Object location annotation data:
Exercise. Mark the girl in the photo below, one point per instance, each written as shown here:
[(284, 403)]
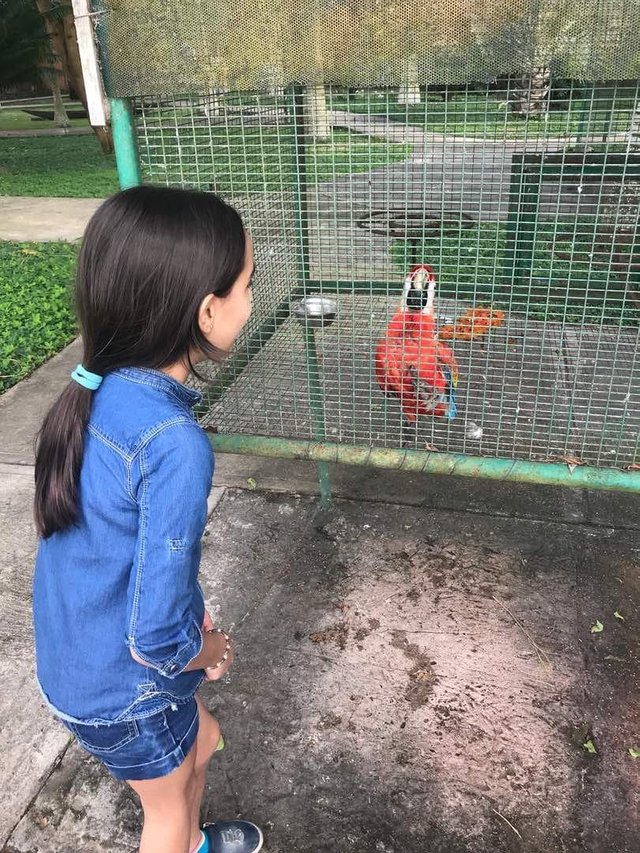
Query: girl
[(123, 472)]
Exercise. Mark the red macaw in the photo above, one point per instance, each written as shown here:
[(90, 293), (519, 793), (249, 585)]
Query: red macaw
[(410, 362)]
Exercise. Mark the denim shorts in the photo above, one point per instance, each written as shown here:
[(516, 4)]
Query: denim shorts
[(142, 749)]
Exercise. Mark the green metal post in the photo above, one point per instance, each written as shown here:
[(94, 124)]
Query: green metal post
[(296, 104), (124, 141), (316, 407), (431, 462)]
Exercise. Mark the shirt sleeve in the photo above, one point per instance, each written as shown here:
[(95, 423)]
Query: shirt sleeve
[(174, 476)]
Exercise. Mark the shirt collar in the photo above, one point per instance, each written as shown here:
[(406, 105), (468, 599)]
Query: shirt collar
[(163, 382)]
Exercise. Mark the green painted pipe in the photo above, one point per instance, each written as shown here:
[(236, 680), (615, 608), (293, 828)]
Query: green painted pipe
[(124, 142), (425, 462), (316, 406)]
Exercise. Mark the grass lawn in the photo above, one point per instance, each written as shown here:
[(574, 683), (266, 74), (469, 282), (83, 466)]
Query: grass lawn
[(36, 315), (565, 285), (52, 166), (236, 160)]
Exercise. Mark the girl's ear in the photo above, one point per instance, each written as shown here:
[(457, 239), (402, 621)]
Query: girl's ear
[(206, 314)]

WORK INSTRUCTIONS:
Quote every row above verbatim, from the first line to the last, and leave out the picture.

RESULT:
Exercise. Mark the girl in the photo below, one point per instance, each written as shown here:
[(284, 403)]
Query: girl
[(123, 472)]
Exercise. Mark the red macaw in the photo above, one point per instance, each written as shown here:
[(90, 293), (519, 793), (249, 585)]
Query: red macaw
[(410, 362)]
Exercise. Mark the denim shorts in the photo above, one point per instance, each written as shown here:
[(516, 4)]
Query: denim shorts
[(142, 749)]
Exercise. Mark the green metal post in the photo above, one point per instance, each written as shown here:
[(94, 124)]
Query: green metal post
[(296, 104), (124, 141), (316, 407), (431, 462)]
Exercise. Mark the shirt sleeve in the photo above, one point per instance, each written as shown here:
[(95, 423)]
Query: shirt sleeve
[(174, 476)]
Exercise. Mark the shirt collar in the photo above, one point per instance, each written as shown here:
[(406, 105), (468, 599)]
Query: shirt collar
[(163, 382)]
Exercise. Mark the green painted pipe in the photo above, one point per instance, each written as shown here:
[(236, 680), (615, 608), (293, 828)]
Query: green painted pipe
[(124, 142), (425, 462), (316, 406)]
Exercise. Mark the grass lawn in the photo above, one point per instance, each written as shown here:
[(574, 683), (266, 74), (469, 282), (83, 466)]
Query: grass lawn
[(36, 315), (565, 285), (52, 166), (236, 160)]
Exercise. Mark the girl's ear in the photo above, one point per instance, each written as shown here:
[(457, 239), (402, 621)]
Query: girl's ear
[(206, 314)]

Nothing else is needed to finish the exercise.